[SELECTED PASSAGE]

I am excited at producing Elite at this stage of my career. This is a lot of fun. With the golden age of series, I can now achieve in TV what I wanted to do with movies in the last few years. [...] Producers, directors, and writers can now go back and forth between film and TV. Netflix especially has been very good in this sense in that that they bring together two different media.
— – Francisco Ramos, producer

On 17 July 2017, it was announced that Netflix had given the production a series order for a first season; it is the second Netflix original series in Spain after Cable Girls. The series is created by Carlos Montero and Darío Madrona, who are both credited as executive producers of the series; as Netflix announced the order, The Hollywood Reporter wrote that the series' team "boasts one of the most successful writing teams in Spain's current TV landscape". Montero and Madrona developed the series after being told that Netflix was looking for a teenage show and were asked to produce an idea. Montero came up with the basic premise and the pair worked on it before presenting it to Netflix a month later.

At the time, Erik Barmack, Netflix's VP of original series, said that Elite would be "a very different kind of teen thriller that will cross borders and affect audiences globally". Still, the creators said that the series has a lot of Spanish themes and Spanish identity, to give it "a sense of place and time, that it is a series of this moment and of this country", and to prevent it from becoming a "series that could happen anywhere in the world [because if they try to make something] that can be understood everywhere, in the end, it is not understood anywhere". In September 2018, it was announced that the series would premiere on 5 October 2018. Producer Francisco Ramos spoke about some of the decisions in creating the show in an interview before it was released. He said that the choice to set the mystery drama in a high school was important because "it is the time of your life when things matter the most", allowing them to explore the pressures of fitting in as an elite alongside the other plot lines.

On 17 October 2018, Netflix renewed the series for a second season. During this period, it was increasing production in Spain after having constructed new production facilities in Madrid. As Netflix renewed the show, it announced that there were still discussions on which characters would appear. The second season was released on 6 September 2019; it began production after the viewership for the first season was known, in January 2019, though it had been written before season 1 had been released.

[DATA PROVIDED]
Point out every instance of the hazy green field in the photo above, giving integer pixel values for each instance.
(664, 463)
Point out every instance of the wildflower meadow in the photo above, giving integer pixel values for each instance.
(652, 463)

[WRITTEN TASKS]
A – List every person named in the Elite production passage.
B – From the Elite production passage, return the text between "On 17 July 2017, it" and "a month later.", inclusive.

[PROBLEM SOLUTIONS]
A –
Francisco Ramos
Carlos Montero
Darío Madrona
Erik Barmack

B –
On 17 July 2017, it was announced that Netflix had given the production a series order for a first season; it is the second Netflix original series in Spain after Cable Girls. The series is created by Carlos Montero and Darío Madrona, who are both credited as executive producers of the series; as Netflix announced the order, The Hollywood Reporter wrote that the series' team "boasts one of the most successful writing teams in Spain's current TV landscape". Montero and Madrona developed the series after being told that Netflix was looking for a teenage show and were asked to produce an idea. Montero came up with the basic premise and the pair worked on it before presenting it to Netflix a month later.